◆ EJERCICIOS:
1. Según el fragmento sobre las mascarillas, ¿por qué la mascarilla estaba mal vista en España al principio? Contesta en una a tres frases.
2. Sigue escribiendo el fragmento sobre las mascarillas a partir de su última frase.

◆ FRAGMENTO DEL DOCUMENTO:
+-------+

Noto que no tengo contactos de altura cuando en una cola veo a alguien con una mascarilla cuya válvula parece el cierre de una bota de esquí. Le queda perfecta, parece tope de gama y, por descontado, es desinfectable. Vamos, una FFP3 en toda regla, juraría que rectificada con tiras de silicona, ¡uau! Espanta gotícolas aerotransportadas solo con su presencia y despierta la misma envidia que un Golf GTI en los noventa o unos Levi's etiqueta verde en los ochenta.

Al principio iba al supermercado como un paria, a cara descubierta, después conseguí una de las que son efectivas un día y es con la que salgo hace un mes. Ahora al menos estoy en la lista de espera de mi farmacia.

Cuando en España no se sabía si el virus era en serio o de broma la mascarilla estaba mal vista, alarmaba. Ahora los corresponsales en televisión las agitan con su mano libre mientras explican nerviosos cómo está el abastecimiento en cada lugar.

+-------+

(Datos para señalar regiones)
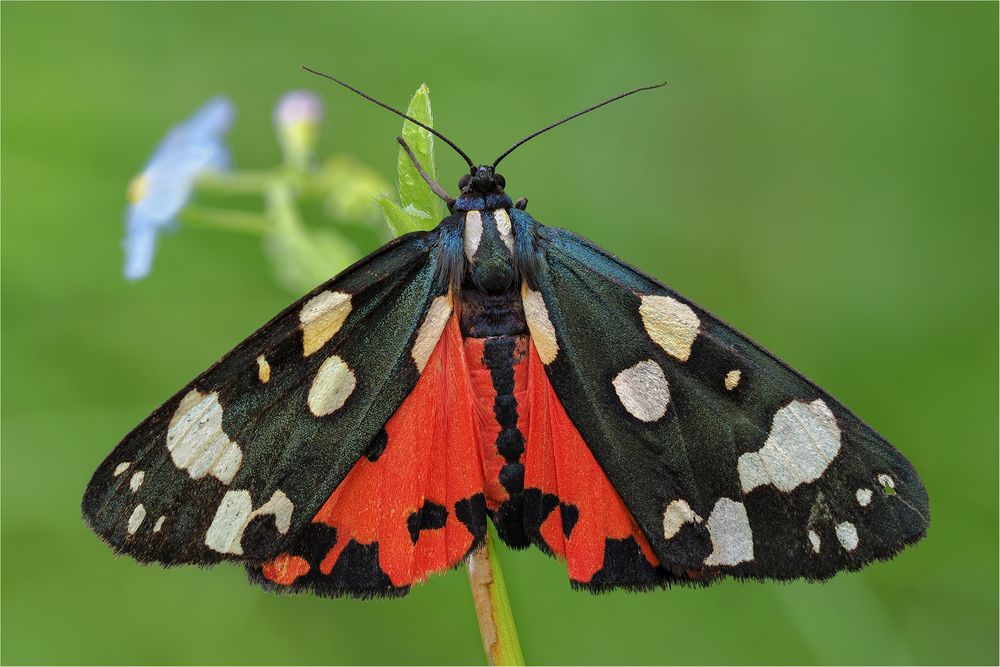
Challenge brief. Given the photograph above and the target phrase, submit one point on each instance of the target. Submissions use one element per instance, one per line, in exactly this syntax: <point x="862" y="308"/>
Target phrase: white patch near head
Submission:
<point x="732" y="379"/>
<point x="504" y="227"/>
<point x="332" y="386"/>
<point x="678" y="513"/>
<point x="136" y="480"/>
<point x="643" y="390"/>
<point x="430" y="330"/>
<point x="263" y="369"/>
<point x="136" y="518"/>
<point x="847" y="535"/>
<point x="543" y="334"/>
<point x="671" y="324"/>
<point x="197" y="442"/>
<point x="473" y="233"/>
<point x="321" y="318"/>
<point x="729" y="528"/>
<point x="234" y="514"/>
<point x="814" y="541"/>
<point x="804" y="439"/>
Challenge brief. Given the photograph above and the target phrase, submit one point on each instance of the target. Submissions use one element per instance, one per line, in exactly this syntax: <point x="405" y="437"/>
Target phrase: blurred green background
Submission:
<point x="822" y="176"/>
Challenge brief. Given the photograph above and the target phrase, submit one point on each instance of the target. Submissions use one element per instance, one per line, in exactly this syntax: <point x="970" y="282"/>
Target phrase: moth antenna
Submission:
<point x="576" y="115"/>
<point x="397" y="112"/>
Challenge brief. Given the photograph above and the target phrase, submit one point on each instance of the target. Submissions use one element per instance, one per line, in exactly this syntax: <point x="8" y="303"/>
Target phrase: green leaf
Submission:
<point x="415" y="195"/>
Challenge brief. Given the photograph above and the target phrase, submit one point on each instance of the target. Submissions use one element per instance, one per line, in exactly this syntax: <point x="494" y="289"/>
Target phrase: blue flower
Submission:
<point x="159" y="193"/>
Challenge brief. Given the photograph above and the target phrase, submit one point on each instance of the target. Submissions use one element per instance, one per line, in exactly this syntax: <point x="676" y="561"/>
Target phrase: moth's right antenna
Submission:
<point x="398" y="113"/>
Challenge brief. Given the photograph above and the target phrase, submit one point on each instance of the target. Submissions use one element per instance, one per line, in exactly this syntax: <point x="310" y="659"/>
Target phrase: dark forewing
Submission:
<point x="240" y="460"/>
<point x="730" y="461"/>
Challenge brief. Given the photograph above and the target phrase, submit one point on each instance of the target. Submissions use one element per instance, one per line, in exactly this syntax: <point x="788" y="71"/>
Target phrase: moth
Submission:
<point x="498" y="369"/>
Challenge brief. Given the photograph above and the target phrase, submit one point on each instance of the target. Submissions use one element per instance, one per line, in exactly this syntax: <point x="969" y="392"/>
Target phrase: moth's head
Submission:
<point x="482" y="181"/>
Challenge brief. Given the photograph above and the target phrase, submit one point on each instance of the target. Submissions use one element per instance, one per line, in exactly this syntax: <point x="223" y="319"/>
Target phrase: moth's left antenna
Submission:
<point x="398" y="113"/>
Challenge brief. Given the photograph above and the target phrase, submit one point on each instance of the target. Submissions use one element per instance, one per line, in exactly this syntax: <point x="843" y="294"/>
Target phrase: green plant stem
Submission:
<point x="225" y="219"/>
<point x="489" y="595"/>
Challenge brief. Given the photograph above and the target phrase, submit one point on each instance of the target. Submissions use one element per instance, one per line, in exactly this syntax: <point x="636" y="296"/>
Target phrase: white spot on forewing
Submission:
<point x="332" y="386"/>
<point x="136" y="480"/>
<point x="235" y="512"/>
<point x="504" y="227"/>
<point x="732" y="379"/>
<point x="543" y="334"/>
<point x="643" y="390"/>
<point x="473" y="233"/>
<point x="321" y="318"/>
<point x="847" y="535"/>
<point x="678" y="513"/>
<point x="814" y="541"/>
<point x="671" y="324"/>
<point x="263" y="369"/>
<point x="136" y="518"/>
<point x="197" y="442"/>
<point x="430" y="330"/>
<point x="804" y="439"/>
<point x="729" y="528"/>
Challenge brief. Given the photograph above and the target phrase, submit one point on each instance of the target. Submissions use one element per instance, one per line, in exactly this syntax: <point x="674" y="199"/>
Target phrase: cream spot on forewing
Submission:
<point x="543" y="334"/>
<point x="136" y="518"/>
<point x="732" y="379"/>
<point x="643" y="390"/>
<point x="263" y="369"/>
<point x="430" y="330"/>
<point x="234" y="514"/>
<point x="804" y="439"/>
<point x="136" y="480"/>
<point x="678" y="513"/>
<point x="671" y="324"/>
<point x="332" y="386"/>
<point x="729" y="528"/>
<point x="814" y="541"/>
<point x="321" y="318"/>
<point x="197" y="442"/>
<point x="473" y="233"/>
<point x="847" y="535"/>
<point x="504" y="227"/>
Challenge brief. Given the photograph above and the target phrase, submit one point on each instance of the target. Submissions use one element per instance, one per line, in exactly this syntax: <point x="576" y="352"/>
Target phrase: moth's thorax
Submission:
<point x="488" y="244"/>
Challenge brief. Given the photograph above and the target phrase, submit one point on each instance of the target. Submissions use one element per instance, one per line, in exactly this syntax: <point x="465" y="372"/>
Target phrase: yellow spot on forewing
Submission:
<point x="543" y="334"/>
<point x="332" y="386"/>
<point x="671" y="324"/>
<point x="504" y="227"/>
<point x="473" y="233"/>
<point x="678" y="513"/>
<point x="321" y="318"/>
<point x="263" y="369"/>
<point x="430" y="330"/>
<point x="643" y="390"/>
<point x="732" y="379"/>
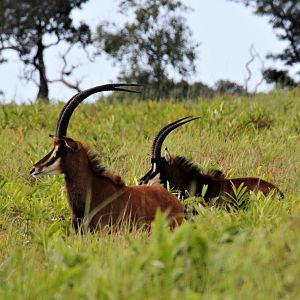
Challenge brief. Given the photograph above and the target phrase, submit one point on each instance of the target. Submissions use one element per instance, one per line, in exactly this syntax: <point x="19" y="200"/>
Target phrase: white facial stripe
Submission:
<point x="53" y="152"/>
<point x="155" y="180"/>
<point x="49" y="170"/>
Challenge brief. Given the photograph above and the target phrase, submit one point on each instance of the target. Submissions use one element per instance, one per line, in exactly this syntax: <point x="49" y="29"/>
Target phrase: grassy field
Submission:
<point x="251" y="254"/>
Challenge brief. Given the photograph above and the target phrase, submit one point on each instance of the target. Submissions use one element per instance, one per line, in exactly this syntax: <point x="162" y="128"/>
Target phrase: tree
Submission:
<point x="229" y="87"/>
<point x="29" y="27"/>
<point x="155" y="44"/>
<point x="285" y="19"/>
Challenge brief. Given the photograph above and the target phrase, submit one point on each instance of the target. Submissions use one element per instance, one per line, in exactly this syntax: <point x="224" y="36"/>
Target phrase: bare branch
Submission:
<point x="262" y="69"/>
<point x="252" y="58"/>
<point x="65" y="72"/>
<point x="52" y="44"/>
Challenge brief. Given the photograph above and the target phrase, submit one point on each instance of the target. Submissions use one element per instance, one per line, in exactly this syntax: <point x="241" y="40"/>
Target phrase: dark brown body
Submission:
<point x="100" y="198"/>
<point x="184" y="176"/>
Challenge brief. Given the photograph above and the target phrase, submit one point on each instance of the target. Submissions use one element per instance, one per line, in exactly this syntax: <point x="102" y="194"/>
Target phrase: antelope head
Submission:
<point x="64" y="153"/>
<point x="159" y="170"/>
<point x="68" y="153"/>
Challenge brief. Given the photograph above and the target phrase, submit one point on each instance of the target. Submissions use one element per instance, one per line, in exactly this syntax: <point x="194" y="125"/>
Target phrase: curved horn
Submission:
<point x="69" y="107"/>
<point x="163" y="133"/>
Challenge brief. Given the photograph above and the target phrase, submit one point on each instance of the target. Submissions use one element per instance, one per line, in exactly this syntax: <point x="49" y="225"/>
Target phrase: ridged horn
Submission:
<point x="69" y="107"/>
<point x="163" y="133"/>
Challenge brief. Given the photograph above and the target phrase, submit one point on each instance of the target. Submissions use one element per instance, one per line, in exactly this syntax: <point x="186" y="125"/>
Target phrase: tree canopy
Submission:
<point x="284" y="16"/>
<point x="151" y="47"/>
<point x="24" y="26"/>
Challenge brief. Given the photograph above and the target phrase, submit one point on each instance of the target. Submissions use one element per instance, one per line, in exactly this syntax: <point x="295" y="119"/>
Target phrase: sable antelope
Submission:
<point x="95" y="194"/>
<point x="187" y="178"/>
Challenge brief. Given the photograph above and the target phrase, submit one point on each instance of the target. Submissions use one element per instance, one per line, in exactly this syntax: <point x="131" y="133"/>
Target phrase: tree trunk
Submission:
<point x="40" y="66"/>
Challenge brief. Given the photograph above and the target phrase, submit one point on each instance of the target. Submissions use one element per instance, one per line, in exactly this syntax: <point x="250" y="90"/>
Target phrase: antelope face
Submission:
<point x="51" y="164"/>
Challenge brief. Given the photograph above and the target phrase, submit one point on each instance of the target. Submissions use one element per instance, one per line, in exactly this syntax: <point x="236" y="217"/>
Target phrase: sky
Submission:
<point x="225" y="31"/>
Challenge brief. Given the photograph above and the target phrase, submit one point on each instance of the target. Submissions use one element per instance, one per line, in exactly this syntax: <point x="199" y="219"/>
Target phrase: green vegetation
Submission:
<point x="248" y="254"/>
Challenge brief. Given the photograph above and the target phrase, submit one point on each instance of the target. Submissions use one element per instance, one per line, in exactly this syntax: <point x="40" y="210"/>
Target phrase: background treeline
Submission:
<point x="154" y="46"/>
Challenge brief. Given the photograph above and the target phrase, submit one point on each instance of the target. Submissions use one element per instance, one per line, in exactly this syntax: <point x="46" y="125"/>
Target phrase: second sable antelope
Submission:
<point x="94" y="194"/>
<point x="187" y="178"/>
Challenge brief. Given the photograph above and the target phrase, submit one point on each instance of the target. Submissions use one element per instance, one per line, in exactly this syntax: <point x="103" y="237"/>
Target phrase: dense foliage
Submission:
<point x="153" y="45"/>
<point x="250" y="254"/>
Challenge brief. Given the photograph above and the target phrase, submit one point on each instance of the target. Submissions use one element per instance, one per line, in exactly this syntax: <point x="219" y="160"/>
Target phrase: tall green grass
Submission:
<point x="249" y="254"/>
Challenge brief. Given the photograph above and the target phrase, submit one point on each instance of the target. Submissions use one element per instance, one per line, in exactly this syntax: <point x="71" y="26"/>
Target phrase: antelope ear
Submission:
<point x="167" y="155"/>
<point x="71" y="144"/>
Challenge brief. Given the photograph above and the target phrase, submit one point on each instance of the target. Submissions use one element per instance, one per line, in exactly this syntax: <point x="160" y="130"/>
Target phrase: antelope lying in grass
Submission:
<point x="94" y="194"/>
<point x="187" y="178"/>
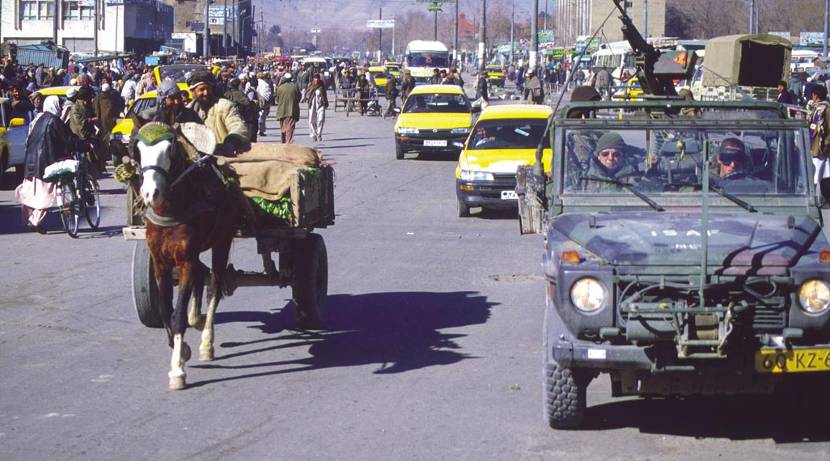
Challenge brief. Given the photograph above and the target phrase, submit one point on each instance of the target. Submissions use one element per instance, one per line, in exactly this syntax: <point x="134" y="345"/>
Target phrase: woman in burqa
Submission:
<point x="49" y="140"/>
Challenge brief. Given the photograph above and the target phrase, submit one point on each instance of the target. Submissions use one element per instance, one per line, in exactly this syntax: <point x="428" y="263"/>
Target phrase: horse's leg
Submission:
<point x="194" y="316"/>
<point x="181" y="351"/>
<point x="219" y="257"/>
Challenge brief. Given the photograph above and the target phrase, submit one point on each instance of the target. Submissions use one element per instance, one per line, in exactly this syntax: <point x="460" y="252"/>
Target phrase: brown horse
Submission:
<point x="189" y="210"/>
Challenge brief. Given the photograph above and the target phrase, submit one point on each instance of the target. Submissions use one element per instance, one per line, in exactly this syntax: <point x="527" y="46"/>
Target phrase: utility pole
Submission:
<point x="97" y="20"/>
<point x="534" y="37"/>
<point x="455" y="38"/>
<point x="826" y="27"/>
<point x="225" y="27"/>
<point x="205" y="32"/>
<point x="380" y="36"/>
<point x="482" y="36"/>
<point x="512" y="30"/>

+-------+

◆ SOLUCIONES:
1. Porque llevarla alarmaba a la gente. Eso pasaba cuando en España todavía no se sabía si el virus iba en serio o era de broma.

2.
Dicen que esta semana en Extremadura las habrá para todos y a precio de mascarillas, no de percebes. Y que debemos usarlas los próximos meses. Menudo cuadro, me digo. A un ministro le saltó la suya de las orejas cuando explicaba el funcionamiento a los niños, así que será consciente de las limitaciones de esta medida de contención. No basta con colocarla en la cara, hay más cosas a tener en cuenta para que sirvan de algo, como lavarse antes, ponerla así, ir a nuestros recados, lavarse después y quitarla asá. Parece fácil. Repito, parece.